_WHAT TO WORK ON:_ Each line from the one containing "the sunglasses lens" through the end of the entries below must be output exactly; no other line belongs.

_RECORDS FOR THE EXERCISE:_
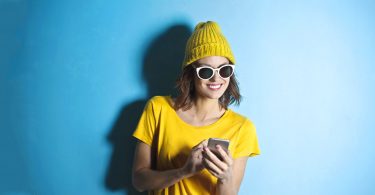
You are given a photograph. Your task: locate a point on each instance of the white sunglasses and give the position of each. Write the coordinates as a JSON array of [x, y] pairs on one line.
[[206, 72]]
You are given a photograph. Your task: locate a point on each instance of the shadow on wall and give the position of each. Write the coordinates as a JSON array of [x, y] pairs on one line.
[[161, 67]]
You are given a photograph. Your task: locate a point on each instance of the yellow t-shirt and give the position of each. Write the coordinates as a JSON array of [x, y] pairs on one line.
[[172, 139]]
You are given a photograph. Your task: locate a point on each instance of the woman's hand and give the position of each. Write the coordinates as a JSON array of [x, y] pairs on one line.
[[194, 163], [222, 169]]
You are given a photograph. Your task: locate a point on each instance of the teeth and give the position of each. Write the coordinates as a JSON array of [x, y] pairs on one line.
[[214, 86]]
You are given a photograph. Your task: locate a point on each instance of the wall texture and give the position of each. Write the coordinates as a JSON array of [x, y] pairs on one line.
[[74, 76]]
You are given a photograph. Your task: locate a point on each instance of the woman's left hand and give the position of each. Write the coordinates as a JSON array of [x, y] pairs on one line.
[[222, 169]]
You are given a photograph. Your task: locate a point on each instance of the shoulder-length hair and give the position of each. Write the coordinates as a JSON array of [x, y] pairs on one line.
[[186, 91]]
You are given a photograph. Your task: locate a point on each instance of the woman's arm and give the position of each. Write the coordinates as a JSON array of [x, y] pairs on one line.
[[228, 171], [144, 178]]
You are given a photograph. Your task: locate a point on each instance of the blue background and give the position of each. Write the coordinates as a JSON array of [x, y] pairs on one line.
[[74, 76]]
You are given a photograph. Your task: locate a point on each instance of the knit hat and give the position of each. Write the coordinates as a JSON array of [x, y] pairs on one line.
[[207, 40]]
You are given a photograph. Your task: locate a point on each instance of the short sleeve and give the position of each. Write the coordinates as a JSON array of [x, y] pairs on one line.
[[247, 144], [147, 123]]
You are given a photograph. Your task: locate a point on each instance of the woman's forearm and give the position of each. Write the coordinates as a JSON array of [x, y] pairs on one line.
[[148, 179], [225, 187]]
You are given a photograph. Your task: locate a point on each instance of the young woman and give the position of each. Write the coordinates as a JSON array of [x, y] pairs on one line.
[[171, 155]]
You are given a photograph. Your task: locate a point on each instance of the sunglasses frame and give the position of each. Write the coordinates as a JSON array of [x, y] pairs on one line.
[[217, 70]]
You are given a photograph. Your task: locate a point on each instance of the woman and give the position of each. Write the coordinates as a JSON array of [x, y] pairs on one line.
[[171, 155]]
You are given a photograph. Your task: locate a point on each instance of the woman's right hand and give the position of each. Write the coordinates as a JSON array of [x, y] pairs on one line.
[[194, 163]]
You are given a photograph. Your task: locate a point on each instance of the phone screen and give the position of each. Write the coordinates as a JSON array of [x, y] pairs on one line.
[[212, 142]]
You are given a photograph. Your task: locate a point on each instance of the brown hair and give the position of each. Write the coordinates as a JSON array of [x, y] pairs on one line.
[[186, 91]]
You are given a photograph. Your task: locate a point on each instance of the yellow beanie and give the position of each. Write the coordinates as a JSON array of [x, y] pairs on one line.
[[207, 40]]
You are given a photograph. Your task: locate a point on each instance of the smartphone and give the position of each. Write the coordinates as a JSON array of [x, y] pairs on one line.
[[212, 142]]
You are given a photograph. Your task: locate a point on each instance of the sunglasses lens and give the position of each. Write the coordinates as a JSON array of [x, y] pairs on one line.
[[226, 71], [205, 73]]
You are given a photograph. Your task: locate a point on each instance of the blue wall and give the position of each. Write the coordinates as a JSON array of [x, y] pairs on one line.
[[74, 76]]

_SOLUTION FOR THIS TASK:_
You are given a photograph. Your task: locate a point on each instance of the sunglasses lens and give the position of each. Write the coordinates as a JSON array of [x, y] pairs on one line.
[[226, 71], [205, 73]]
You are given a photograph. Your task: locate a point on each instance of the blue wall and give the position of each. Write the coordinates as a JSON array of [x, y] pairs on one line.
[[74, 76]]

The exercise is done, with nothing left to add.